Reproduce the lines of the listing from the one containing "Target: suit jacket lapel" through the end of the listing, inclusive, substituting "lectern" for "wooden podium" and leaving everything else as it is.

• DATA TO PROCESS:
^^^^

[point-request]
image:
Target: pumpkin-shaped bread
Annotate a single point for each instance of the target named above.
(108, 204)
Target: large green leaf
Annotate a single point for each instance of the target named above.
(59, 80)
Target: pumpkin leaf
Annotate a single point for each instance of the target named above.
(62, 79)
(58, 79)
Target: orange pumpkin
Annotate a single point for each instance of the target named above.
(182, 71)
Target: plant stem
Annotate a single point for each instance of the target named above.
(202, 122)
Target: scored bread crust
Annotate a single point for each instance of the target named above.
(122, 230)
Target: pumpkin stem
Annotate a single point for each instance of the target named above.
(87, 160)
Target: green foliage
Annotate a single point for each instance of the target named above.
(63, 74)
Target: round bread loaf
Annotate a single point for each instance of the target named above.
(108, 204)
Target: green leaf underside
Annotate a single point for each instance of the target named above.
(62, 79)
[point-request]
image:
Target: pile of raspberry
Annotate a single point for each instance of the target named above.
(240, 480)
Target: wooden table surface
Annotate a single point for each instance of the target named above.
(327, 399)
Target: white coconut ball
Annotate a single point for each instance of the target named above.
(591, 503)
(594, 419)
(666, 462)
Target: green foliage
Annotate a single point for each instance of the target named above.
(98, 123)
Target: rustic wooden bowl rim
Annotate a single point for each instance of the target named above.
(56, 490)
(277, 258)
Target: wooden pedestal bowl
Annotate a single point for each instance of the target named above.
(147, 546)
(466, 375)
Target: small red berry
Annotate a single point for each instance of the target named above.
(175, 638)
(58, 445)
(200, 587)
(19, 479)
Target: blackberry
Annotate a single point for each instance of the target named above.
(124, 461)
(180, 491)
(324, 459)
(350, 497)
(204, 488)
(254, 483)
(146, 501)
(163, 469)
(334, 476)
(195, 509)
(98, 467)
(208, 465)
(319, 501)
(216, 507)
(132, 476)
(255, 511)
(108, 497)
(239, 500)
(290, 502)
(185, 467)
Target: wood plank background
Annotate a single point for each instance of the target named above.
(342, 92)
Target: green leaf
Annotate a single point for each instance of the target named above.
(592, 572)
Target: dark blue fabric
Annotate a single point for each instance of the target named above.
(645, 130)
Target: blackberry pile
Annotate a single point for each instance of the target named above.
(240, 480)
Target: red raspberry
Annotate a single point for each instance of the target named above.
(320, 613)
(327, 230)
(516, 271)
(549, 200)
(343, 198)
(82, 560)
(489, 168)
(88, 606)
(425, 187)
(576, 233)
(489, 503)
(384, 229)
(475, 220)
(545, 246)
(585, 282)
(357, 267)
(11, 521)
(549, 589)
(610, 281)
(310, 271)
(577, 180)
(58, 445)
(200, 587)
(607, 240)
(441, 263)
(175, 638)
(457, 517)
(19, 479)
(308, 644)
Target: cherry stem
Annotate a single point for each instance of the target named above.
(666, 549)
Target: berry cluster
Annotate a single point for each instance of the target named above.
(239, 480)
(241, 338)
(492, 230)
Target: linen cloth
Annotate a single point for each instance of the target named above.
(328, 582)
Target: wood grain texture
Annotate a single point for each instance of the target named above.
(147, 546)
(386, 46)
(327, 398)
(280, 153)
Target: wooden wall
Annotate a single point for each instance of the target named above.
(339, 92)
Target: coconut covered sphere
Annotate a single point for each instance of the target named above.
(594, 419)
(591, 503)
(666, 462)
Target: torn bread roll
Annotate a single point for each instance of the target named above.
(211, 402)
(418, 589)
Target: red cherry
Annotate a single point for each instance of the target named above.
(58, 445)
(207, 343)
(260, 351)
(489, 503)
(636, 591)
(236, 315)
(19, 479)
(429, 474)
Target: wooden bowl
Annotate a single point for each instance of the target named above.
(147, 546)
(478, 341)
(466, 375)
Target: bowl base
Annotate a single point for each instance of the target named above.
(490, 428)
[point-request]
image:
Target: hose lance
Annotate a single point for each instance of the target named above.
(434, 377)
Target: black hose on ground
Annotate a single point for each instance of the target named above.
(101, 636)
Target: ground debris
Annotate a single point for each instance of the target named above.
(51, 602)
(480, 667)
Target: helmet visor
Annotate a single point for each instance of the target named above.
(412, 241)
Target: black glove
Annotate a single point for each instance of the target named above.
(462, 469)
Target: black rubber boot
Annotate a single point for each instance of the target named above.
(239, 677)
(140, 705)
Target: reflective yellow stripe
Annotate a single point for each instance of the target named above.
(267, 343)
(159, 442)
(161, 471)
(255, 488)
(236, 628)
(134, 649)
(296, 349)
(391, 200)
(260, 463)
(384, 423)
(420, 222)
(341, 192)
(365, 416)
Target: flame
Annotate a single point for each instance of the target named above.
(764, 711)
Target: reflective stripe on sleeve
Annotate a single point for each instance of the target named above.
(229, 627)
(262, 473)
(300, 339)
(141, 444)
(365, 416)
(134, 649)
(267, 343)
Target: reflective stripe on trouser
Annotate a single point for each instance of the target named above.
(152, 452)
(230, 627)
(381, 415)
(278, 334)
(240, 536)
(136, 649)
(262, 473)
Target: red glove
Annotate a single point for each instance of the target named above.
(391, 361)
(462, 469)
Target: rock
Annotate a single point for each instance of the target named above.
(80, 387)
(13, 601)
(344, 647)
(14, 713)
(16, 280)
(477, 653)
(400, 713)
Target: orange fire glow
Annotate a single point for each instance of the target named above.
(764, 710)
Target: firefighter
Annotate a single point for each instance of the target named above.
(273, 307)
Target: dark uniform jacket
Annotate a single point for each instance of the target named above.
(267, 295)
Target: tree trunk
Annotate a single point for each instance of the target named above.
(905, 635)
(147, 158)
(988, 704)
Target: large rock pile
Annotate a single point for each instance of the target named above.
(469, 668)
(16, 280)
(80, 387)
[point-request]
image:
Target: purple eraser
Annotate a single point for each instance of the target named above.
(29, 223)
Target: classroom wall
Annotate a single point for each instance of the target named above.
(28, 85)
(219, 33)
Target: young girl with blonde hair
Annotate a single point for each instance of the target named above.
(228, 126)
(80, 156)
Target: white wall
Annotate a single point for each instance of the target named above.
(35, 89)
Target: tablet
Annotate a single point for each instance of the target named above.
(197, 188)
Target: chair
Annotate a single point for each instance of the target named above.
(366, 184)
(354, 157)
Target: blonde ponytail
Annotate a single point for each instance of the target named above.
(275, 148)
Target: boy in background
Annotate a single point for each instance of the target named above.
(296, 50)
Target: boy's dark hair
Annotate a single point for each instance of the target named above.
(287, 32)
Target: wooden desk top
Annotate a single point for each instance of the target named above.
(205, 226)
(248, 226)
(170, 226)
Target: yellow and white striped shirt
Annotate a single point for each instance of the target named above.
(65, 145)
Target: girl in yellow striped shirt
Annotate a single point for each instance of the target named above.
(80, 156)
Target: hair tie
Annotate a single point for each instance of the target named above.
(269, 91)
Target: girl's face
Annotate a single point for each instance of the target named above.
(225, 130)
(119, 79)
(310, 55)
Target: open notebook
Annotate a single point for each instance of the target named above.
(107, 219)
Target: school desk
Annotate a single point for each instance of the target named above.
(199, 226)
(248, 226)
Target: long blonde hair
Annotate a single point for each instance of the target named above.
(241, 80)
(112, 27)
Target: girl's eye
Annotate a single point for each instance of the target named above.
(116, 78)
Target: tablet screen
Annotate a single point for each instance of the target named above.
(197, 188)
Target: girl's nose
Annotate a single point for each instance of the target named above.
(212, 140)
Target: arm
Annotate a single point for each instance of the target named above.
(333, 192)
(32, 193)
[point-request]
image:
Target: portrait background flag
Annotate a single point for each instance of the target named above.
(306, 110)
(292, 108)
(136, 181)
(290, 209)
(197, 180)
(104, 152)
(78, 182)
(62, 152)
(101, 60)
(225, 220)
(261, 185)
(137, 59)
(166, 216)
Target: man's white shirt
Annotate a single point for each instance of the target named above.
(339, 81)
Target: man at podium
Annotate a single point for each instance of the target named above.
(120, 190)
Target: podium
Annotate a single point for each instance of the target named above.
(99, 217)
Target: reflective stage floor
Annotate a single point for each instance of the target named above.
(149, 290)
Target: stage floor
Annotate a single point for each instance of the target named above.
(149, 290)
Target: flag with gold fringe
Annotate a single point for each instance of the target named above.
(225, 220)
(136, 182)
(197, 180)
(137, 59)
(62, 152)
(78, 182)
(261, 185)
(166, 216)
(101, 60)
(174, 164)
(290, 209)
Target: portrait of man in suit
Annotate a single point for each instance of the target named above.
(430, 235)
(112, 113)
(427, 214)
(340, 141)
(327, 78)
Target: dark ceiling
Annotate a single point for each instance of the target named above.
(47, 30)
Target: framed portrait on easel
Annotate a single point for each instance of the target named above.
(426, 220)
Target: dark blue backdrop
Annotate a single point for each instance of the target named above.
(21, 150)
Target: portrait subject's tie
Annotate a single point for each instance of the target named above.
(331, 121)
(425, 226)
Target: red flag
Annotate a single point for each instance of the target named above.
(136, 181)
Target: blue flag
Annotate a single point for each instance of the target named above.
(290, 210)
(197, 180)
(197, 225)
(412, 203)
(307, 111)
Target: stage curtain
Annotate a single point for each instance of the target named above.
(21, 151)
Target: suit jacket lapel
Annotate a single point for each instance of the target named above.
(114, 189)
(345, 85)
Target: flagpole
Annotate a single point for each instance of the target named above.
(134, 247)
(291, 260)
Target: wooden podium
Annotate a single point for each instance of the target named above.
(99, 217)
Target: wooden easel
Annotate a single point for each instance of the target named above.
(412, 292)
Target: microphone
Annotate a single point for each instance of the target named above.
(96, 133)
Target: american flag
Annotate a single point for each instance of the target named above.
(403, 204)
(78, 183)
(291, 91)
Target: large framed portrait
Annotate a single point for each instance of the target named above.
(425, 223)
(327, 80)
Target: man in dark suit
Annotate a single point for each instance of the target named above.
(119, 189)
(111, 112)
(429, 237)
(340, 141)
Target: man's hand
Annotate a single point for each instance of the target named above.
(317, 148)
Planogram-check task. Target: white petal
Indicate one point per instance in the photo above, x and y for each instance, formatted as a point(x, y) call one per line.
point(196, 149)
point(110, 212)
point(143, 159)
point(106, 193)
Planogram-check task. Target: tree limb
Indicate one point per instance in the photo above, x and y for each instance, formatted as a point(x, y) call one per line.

^^^^

• FINISHED TASK:
Target: suit jacket lapel
Annotate a single point for each instance of the target named above.
(114, 189)
(345, 85)
Target: flagpole
Annotate a single point for each instance of the target named above.
(134, 247)
(291, 260)
Target: lectern
Annotate a single point for each instance of the target named above.
(99, 217)
Target: wooden easel
Annotate a single point for each instance of the target named above.
(412, 292)
Target: microphone
Annotate a single point for each instance of the target named above.
(96, 133)
Target: american flag
Annotate a single point for each instance of the target named above.
(403, 204)
(78, 183)
(291, 91)
Target: large framed portrait
Annotate a single point for each instance of the target named above.
(425, 223)
(327, 80)
Target: man in dark suit
Annotate a single point for each instance of the target named above.
(119, 189)
(111, 112)
(429, 237)
(340, 141)
Target: man's hand
Annotate a single point for each instance of the target named above.
(317, 148)
Planogram-check task. Target: white petal
Indicate one point per instance in the photo above, x and y for each instance, formatted as a point(x, y) call one per line.
point(196, 149)
point(110, 212)
point(143, 159)
point(106, 193)
Planogram-check task. Target: tree limb
Indicate one point per instance in the photo above, x and y for each instance, formatted as a point(x, y) call one per line.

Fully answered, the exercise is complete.